● **What you have to do**: Only the lines holding the string "tail" are needed; copy each of them from the data.

========================

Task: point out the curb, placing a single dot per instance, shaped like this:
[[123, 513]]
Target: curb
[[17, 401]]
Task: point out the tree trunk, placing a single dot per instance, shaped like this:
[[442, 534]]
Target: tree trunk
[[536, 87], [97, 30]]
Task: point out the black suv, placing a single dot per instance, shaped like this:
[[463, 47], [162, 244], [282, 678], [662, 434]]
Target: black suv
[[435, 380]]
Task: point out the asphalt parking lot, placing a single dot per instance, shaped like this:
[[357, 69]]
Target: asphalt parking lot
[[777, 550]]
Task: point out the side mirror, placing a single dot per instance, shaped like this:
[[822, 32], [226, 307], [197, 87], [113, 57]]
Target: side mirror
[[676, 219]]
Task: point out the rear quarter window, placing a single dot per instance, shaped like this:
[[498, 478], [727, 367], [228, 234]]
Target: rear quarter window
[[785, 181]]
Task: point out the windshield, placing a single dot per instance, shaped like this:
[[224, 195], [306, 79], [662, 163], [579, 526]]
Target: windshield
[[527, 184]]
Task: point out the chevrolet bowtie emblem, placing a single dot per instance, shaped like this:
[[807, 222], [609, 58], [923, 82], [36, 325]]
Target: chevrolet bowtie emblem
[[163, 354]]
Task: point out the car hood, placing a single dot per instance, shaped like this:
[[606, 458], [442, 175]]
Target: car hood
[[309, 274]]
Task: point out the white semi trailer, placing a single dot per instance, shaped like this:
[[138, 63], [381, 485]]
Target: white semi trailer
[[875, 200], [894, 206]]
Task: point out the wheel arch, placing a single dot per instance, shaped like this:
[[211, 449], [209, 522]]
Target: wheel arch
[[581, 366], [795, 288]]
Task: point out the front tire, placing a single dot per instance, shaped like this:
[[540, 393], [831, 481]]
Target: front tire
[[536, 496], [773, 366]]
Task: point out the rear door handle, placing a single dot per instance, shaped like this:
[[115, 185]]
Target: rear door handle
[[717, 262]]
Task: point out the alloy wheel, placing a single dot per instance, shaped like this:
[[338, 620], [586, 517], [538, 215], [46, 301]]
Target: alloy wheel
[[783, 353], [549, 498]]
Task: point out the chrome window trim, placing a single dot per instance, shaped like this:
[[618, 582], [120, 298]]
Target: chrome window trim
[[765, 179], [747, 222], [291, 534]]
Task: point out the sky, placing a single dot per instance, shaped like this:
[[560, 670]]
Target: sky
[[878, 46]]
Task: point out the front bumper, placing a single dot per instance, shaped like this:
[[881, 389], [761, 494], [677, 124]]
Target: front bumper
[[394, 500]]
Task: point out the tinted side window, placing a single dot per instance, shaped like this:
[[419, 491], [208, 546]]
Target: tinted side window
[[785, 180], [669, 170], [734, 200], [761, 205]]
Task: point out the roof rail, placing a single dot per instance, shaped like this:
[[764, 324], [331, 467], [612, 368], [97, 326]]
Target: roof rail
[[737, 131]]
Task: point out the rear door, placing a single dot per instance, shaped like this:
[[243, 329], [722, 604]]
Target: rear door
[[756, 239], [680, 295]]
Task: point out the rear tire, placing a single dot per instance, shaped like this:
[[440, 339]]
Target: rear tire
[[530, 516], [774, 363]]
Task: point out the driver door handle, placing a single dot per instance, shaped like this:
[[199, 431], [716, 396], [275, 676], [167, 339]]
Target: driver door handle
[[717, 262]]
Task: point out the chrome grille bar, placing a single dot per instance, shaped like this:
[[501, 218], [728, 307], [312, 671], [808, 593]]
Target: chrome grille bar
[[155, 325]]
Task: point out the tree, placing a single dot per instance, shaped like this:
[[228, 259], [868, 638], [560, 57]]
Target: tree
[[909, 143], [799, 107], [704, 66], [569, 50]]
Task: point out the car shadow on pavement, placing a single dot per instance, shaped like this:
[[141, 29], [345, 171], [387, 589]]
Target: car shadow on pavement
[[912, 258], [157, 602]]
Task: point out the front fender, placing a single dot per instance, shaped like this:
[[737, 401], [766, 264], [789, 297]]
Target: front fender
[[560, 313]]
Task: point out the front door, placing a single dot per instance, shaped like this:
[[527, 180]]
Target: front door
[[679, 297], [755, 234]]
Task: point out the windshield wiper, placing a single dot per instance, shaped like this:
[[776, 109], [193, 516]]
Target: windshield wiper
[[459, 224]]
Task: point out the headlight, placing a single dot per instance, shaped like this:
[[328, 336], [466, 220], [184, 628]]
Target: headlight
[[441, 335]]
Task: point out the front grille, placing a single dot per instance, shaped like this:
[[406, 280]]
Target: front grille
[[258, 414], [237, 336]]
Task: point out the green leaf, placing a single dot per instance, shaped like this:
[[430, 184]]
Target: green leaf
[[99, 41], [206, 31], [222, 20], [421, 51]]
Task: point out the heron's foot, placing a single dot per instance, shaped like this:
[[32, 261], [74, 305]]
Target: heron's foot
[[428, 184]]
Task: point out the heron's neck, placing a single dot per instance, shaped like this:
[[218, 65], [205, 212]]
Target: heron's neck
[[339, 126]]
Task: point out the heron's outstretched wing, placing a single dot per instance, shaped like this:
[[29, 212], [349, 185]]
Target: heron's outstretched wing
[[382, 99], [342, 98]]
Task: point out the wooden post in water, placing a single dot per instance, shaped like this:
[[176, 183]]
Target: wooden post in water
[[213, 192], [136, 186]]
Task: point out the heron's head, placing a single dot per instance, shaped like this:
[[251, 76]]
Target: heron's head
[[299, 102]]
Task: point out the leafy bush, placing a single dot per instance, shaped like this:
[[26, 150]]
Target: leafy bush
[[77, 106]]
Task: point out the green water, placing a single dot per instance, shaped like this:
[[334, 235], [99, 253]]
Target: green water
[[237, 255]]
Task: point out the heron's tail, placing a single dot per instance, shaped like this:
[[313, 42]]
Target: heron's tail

========================

● **Result**:
Task: point out the heron's tail, placing a single dot per instance, shaped like this:
Target: heron's tail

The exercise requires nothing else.